Supplied records below:

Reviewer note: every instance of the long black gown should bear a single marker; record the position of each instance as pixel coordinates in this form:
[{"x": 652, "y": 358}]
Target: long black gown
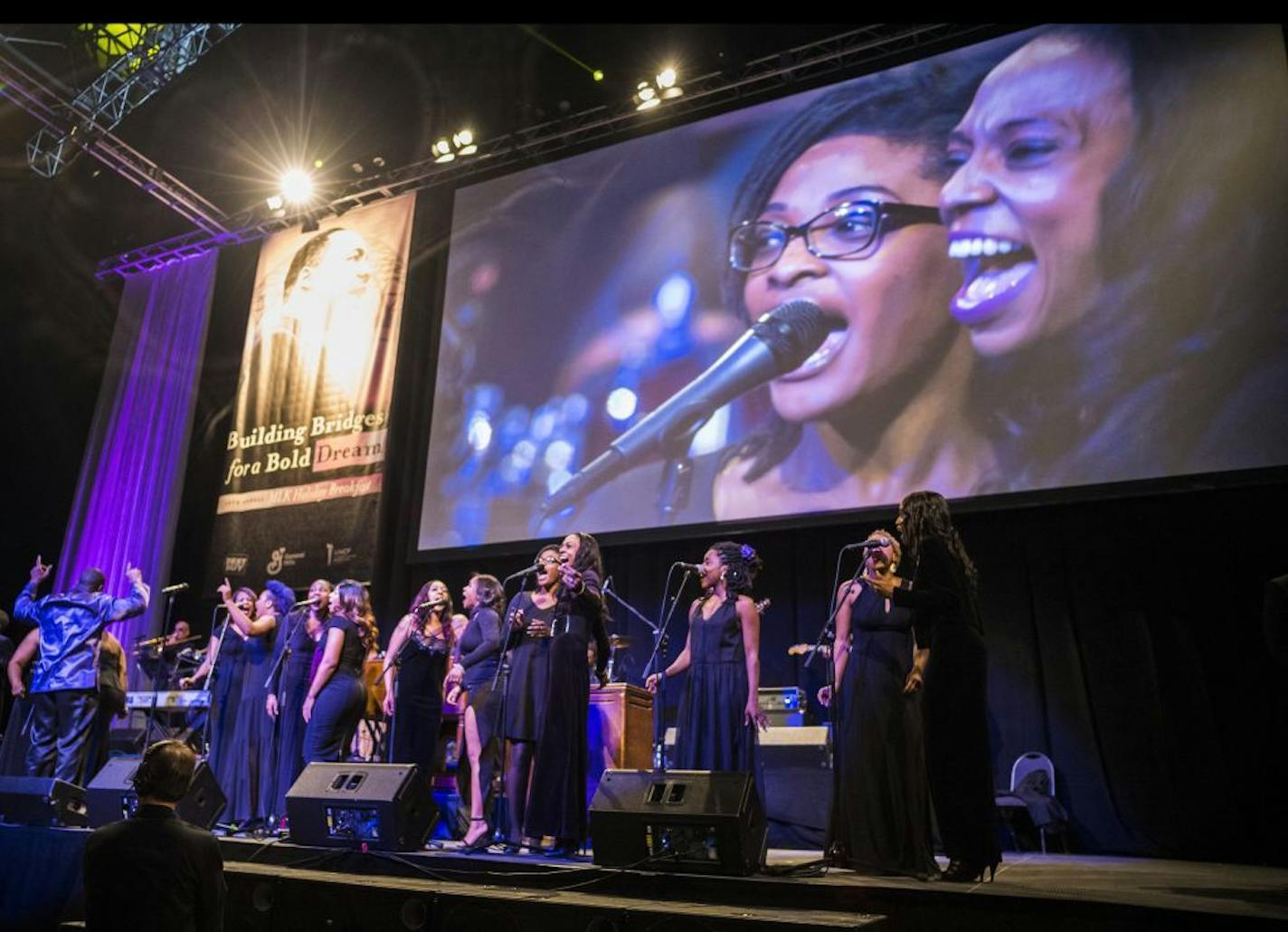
[
  {"x": 556, "y": 801},
  {"x": 227, "y": 759},
  {"x": 881, "y": 807},
  {"x": 250, "y": 793},
  {"x": 419, "y": 701},
  {"x": 290, "y": 686},
  {"x": 711, "y": 732},
  {"x": 529, "y": 668},
  {"x": 959, "y": 761},
  {"x": 478, "y": 651}
]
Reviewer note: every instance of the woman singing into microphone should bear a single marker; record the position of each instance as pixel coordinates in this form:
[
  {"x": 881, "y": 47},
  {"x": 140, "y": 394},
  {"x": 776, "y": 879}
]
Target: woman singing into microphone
[
  {"x": 415, "y": 668},
  {"x": 336, "y": 695},
  {"x": 476, "y": 661},
  {"x": 556, "y": 801},
  {"x": 720, "y": 712},
  {"x": 301, "y": 632}
]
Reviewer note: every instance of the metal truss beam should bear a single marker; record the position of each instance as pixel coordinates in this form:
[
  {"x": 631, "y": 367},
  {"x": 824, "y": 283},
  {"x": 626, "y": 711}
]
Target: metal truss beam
[{"x": 27, "y": 87}]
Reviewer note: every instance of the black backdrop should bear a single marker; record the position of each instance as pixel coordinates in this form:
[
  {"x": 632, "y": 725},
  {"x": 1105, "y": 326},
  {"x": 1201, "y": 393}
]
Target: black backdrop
[{"x": 1124, "y": 633}]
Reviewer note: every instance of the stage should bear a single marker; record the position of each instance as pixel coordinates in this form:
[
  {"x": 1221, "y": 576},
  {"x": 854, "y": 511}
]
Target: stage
[
  {"x": 279, "y": 886},
  {"x": 270, "y": 882}
]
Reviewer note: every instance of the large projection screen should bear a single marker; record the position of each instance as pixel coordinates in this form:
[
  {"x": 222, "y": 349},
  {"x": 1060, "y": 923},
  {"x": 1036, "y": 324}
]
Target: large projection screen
[{"x": 1093, "y": 290}]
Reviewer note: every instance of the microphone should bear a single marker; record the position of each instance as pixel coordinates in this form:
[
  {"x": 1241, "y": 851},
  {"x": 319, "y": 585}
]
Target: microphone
[
  {"x": 773, "y": 346},
  {"x": 867, "y": 544}
]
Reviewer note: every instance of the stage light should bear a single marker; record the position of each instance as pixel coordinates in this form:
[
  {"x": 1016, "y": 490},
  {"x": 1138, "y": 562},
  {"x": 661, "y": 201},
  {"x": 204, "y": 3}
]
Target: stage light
[
  {"x": 464, "y": 142},
  {"x": 646, "y": 97},
  {"x": 621, "y": 404},
  {"x": 442, "y": 151},
  {"x": 297, "y": 185}
]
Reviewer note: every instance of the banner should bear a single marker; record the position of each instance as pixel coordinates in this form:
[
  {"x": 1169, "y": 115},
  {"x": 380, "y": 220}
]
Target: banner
[{"x": 304, "y": 457}]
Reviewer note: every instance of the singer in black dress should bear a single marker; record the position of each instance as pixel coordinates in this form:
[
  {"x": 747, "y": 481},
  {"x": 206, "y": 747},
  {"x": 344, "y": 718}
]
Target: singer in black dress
[
  {"x": 720, "y": 710},
  {"x": 881, "y": 802},
  {"x": 337, "y": 695},
  {"x": 473, "y": 671},
  {"x": 225, "y": 659},
  {"x": 556, "y": 802},
  {"x": 531, "y": 616},
  {"x": 945, "y": 615},
  {"x": 415, "y": 668},
  {"x": 285, "y": 700}
]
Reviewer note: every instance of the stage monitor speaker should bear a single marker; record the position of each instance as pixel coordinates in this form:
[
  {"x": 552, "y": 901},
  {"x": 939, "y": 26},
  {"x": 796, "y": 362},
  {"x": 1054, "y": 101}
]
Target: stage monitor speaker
[
  {"x": 42, "y": 801},
  {"x": 384, "y": 806},
  {"x": 111, "y": 794},
  {"x": 698, "y": 822}
]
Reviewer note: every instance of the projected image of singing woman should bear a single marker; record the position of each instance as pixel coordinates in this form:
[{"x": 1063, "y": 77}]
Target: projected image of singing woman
[
  {"x": 1118, "y": 208},
  {"x": 840, "y": 209}
]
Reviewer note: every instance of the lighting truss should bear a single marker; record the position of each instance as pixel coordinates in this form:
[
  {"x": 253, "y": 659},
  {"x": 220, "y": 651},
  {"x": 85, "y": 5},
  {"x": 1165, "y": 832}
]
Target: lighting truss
[
  {"x": 862, "y": 48},
  {"x": 160, "y": 54}
]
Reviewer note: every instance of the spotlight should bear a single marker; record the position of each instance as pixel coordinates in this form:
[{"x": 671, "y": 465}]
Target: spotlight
[
  {"x": 297, "y": 185},
  {"x": 464, "y": 142},
  {"x": 666, "y": 82},
  {"x": 646, "y": 97},
  {"x": 442, "y": 151}
]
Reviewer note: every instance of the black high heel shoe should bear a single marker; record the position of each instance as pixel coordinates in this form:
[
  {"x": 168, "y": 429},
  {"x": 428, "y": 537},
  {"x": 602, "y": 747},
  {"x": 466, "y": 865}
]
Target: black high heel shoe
[
  {"x": 482, "y": 843},
  {"x": 965, "y": 871}
]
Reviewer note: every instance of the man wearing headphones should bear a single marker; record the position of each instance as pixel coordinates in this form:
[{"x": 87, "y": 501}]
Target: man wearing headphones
[{"x": 154, "y": 870}]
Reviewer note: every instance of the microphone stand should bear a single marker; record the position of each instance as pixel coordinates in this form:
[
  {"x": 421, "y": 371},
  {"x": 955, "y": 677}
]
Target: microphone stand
[
  {"x": 655, "y": 665},
  {"x": 501, "y": 802},
  {"x": 210, "y": 683}
]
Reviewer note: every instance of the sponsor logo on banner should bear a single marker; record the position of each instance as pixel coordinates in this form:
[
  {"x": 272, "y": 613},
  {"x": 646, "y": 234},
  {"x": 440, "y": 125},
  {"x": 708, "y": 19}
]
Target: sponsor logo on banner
[{"x": 282, "y": 558}]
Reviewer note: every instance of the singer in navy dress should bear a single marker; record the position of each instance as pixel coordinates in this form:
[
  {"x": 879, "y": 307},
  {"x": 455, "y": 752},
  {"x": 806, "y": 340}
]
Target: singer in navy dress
[
  {"x": 222, "y": 671},
  {"x": 415, "y": 668},
  {"x": 881, "y": 802},
  {"x": 285, "y": 701},
  {"x": 720, "y": 712},
  {"x": 525, "y": 695},
  {"x": 251, "y": 788},
  {"x": 337, "y": 695},
  {"x": 556, "y": 799},
  {"x": 941, "y": 592},
  {"x": 473, "y": 670}
]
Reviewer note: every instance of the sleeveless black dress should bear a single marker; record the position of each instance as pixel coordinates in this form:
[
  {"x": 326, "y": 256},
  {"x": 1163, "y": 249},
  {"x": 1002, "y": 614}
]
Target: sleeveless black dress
[
  {"x": 419, "y": 704},
  {"x": 710, "y": 732},
  {"x": 881, "y": 806}
]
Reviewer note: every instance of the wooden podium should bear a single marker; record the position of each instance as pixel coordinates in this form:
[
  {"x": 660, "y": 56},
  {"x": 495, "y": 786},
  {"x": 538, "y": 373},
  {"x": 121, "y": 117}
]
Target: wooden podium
[{"x": 619, "y": 730}]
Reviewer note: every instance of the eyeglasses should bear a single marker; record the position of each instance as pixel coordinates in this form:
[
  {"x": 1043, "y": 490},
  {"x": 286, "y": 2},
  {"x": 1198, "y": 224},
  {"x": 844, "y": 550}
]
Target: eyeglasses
[{"x": 838, "y": 233}]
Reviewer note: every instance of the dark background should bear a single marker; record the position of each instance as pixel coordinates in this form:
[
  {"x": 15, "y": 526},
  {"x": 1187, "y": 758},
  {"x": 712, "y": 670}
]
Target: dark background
[{"x": 1124, "y": 625}]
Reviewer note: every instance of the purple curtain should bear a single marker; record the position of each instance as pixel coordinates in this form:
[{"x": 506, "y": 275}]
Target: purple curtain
[{"x": 127, "y": 500}]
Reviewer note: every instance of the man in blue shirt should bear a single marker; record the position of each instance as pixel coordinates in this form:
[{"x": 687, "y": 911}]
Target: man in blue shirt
[{"x": 64, "y": 680}]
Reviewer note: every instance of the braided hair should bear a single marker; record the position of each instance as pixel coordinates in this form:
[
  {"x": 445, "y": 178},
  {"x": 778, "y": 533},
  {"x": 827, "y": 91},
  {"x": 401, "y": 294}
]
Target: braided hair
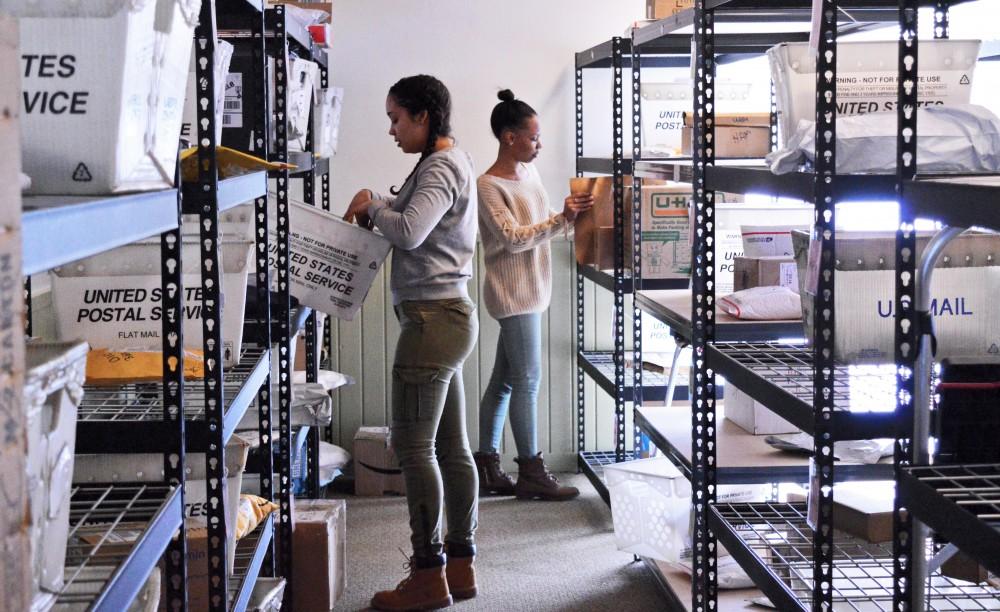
[
  {"x": 510, "y": 113},
  {"x": 421, "y": 93}
]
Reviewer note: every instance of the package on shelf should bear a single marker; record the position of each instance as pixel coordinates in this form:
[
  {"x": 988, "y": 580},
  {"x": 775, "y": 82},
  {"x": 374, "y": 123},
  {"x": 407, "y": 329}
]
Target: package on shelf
[
  {"x": 103, "y": 93},
  {"x": 736, "y": 134},
  {"x": 867, "y": 78},
  {"x": 660, "y": 9},
  {"x": 332, "y": 264},
  {"x": 753, "y": 416},
  {"x": 223, "y": 86},
  {"x": 729, "y": 219},
  {"x": 966, "y": 279},
  {"x": 148, "y": 467},
  {"x": 326, "y": 120},
  {"x": 303, "y": 79},
  {"x": 10, "y": 105},
  {"x": 772, "y": 271},
  {"x": 268, "y": 595},
  {"x": 319, "y": 553},
  {"x": 53, "y": 388},
  {"x": 665, "y": 104},
  {"x": 960, "y": 138},
  {"x": 376, "y": 468},
  {"x": 112, "y": 299}
]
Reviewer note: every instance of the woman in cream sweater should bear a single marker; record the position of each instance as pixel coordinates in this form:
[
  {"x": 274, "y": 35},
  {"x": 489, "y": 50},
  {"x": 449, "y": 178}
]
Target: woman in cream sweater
[{"x": 516, "y": 225}]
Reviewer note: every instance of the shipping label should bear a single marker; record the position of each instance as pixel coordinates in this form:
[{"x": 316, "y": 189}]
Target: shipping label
[
  {"x": 232, "y": 105},
  {"x": 124, "y": 312}
]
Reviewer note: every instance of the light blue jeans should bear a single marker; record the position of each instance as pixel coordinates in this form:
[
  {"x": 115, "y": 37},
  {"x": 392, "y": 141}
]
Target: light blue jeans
[{"x": 513, "y": 386}]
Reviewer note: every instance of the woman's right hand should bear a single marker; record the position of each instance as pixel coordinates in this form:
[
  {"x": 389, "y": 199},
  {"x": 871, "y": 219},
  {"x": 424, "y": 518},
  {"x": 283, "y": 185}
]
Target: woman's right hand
[
  {"x": 576, "y": 204},
  {"x": 357, "y": 210}
]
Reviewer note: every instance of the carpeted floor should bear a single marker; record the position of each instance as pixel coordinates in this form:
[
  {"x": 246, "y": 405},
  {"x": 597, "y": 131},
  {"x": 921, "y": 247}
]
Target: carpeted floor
[{"x": 533, "y": 556}]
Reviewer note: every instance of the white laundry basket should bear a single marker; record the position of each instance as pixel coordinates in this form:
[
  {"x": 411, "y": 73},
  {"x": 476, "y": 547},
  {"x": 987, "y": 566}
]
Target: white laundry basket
[{"x": 651, "y": 506}]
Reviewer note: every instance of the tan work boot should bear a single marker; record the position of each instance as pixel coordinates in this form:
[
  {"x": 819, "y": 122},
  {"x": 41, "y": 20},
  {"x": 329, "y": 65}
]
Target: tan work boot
[
  {"x": 492, "y": 479},
  {"x": 461, "y": 571},
  {"x": 423, "y": 589},
  {"x": 534, "y": 481}
]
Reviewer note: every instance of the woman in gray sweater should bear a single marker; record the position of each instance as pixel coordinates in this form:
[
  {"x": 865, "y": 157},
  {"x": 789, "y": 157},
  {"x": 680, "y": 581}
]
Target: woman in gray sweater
[{"x": 431, "y": 222}]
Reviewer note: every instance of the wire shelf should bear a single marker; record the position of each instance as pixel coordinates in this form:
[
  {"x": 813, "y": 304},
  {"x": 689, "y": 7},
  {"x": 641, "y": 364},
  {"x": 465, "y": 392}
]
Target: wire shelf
[
  {"x": 960, "y": 502},
  {"x": 781, "y": 541},
  {"x": 144, "y": 401},
  {"x": 780, "y": 375},
  {"x": 117, "y": 535}
]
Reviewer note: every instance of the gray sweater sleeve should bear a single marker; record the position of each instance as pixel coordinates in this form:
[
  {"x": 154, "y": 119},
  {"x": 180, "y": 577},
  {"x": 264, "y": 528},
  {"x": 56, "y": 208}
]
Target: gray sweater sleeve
[{"x": 438, "y": 183}]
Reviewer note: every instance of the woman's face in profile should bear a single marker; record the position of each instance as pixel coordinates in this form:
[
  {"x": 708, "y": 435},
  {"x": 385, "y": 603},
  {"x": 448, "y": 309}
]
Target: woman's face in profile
[{"x": 409, "y": 132}]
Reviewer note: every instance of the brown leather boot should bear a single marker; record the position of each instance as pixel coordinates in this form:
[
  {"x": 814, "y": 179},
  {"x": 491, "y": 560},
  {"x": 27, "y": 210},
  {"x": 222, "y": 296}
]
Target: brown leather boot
[
  {"x": 461, "y": 571},
  {"x": 534, "y": 481},
  {"x": 424, "y": 589},
  {"x": 492, "y": 479}
]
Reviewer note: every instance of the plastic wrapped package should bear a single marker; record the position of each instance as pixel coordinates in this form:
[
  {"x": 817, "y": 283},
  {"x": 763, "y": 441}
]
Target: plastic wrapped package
[{"x": 964, "y": 138}]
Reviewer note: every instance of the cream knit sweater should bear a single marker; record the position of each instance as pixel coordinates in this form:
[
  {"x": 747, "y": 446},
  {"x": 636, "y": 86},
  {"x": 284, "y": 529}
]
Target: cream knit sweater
[{"x": 516, "y": 224}]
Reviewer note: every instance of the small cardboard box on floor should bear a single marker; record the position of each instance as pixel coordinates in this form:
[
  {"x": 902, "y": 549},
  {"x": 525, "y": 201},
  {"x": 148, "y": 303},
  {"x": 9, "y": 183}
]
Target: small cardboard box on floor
[
  {"x": 319, "y": 553},
  {"x": 332, "y": 263},
  {"x": 376, "y": 469},
  {"x": 103, "y": 91}
]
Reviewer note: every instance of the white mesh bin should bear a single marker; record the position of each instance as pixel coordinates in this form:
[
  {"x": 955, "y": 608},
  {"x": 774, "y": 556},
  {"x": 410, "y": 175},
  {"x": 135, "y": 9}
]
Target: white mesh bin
[
  {"x": 650, "y": 505},
  {"x": 53, "y": 388}
]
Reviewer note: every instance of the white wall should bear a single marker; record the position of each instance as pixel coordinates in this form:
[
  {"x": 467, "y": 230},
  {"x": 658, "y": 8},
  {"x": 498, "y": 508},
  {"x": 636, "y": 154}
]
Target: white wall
[{"x": 476, "y": 49}]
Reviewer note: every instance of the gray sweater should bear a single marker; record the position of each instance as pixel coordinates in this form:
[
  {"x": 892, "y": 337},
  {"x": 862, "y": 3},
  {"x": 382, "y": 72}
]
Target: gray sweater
[{"x": 432, "y": 225}]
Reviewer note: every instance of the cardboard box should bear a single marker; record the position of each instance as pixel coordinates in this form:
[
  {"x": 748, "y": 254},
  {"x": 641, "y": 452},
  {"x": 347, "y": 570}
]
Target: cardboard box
[
  {"x": 863, "y": 510},
  {"x": 867, "y": 78},
  {"x": 660, "y": 9},
  {"x": 143, "y": 467},
  {"x": 103, "y": 94},
  {"x": 778, "y": 271},
  {"x": 736, "y": 135},
  {"x": 376, "y": 468},
  {"x": 189, "y": 128},
  {"x": 10, "y": 105},
  {"x": 752, "y": 416},
  {"x": 112, "y": 300},
  {"x": 53, "y": 387},
  {"x": 332, "y": 263},
  {"x": 319, "y": 553},
  {"x": 963, "y": 289}
]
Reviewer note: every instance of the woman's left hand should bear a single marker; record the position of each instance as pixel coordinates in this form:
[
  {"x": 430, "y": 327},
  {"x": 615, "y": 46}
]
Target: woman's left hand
[{"x": 357, "y": 210}]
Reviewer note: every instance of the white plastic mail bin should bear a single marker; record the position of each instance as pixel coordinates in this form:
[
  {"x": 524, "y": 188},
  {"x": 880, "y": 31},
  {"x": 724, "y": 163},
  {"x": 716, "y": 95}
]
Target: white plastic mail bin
[
  {"x": 104, "y": 95},
  {"x": 867, "y": 75},
  {"x": 650, "y": 505},
  {"x": 111, "y": 300},
  {"x": 53, "y": 388}
]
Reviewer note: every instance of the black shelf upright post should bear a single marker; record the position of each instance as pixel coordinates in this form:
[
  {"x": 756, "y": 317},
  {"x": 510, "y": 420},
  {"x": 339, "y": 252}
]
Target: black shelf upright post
[
  {"x": 636, "y": 263},
  {"x": 172, "y": 327},
  {"x": 265, "y": 422},
  {"x": 279, "y": 50},
  {"x": 821, "y": 486},
  {"x": 211, "y": 277},
  {"x": 909, "y": 564},
  {"x": 581, "y": 404},
  {"x": 618, "y": 178},
  {"x": 704, "y": 583}
]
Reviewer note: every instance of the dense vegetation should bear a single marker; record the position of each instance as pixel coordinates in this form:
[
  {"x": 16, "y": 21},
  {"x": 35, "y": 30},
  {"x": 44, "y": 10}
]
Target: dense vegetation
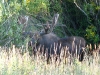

End of Supplied records.

> **Task objective**:
Output, exactly and without pictures, the span of lines that starts at the line containing "Target: woman's left hand" and ends at the last line above.

> **Response to the exercise**:
Target: woman's left hand
[{"x": 357, "y": 210}]
Reviewer note: every instance of the white plastic mail bin should bear a single marker; record the position of each instance as pixel coordinates in this form:
[
  {"x": 524, "y": 188},
  {"x": 880, "y": 31},
  {"x": 724, "y": 163},
  {"x": 716, "y": 95}
]
Target: white plastic mail bin
[
  {"x": 104, "y": 95},
  {"x": 867, "y": 75},
  {"x": 650, "y": 505},
  {"x": 111, "y": 300},
  {"x": 53, "y": 388}
]
Reviewer note: every instance of the black shelf upright post should bear a single marker; record the position of each instance as pixel coordinates in this form:
[
  {"x": 756, "y": 317},
  {"x": 510, "y": 420},
  {"x": 339, "y": 252}
]
Target: black shelf upright post
[
  {"x": 636, "y": 263},
  {"x": 172, "y": 327},
  {"x": 265, "y": 422},
  {"x": 279, "y": 50},
  {"x": 821, "y": 486},
  {"x": 211, "y": 277},
  {"x": 909, "y": 564},
  {"x": 581, "y": 404},
  {"x": 618, "y": 178},
  {"x": 704, "y": 583}
]
Reviewer note: every instance of the dense vegetation should bear a single marker; record the position of each instance as pixel coordinates in this form:
[
  {"x": 16, "y": 21},
  {"x": 35, "y": 30},
  {"x": 44, "y": 10}
]
Target: dense vegetation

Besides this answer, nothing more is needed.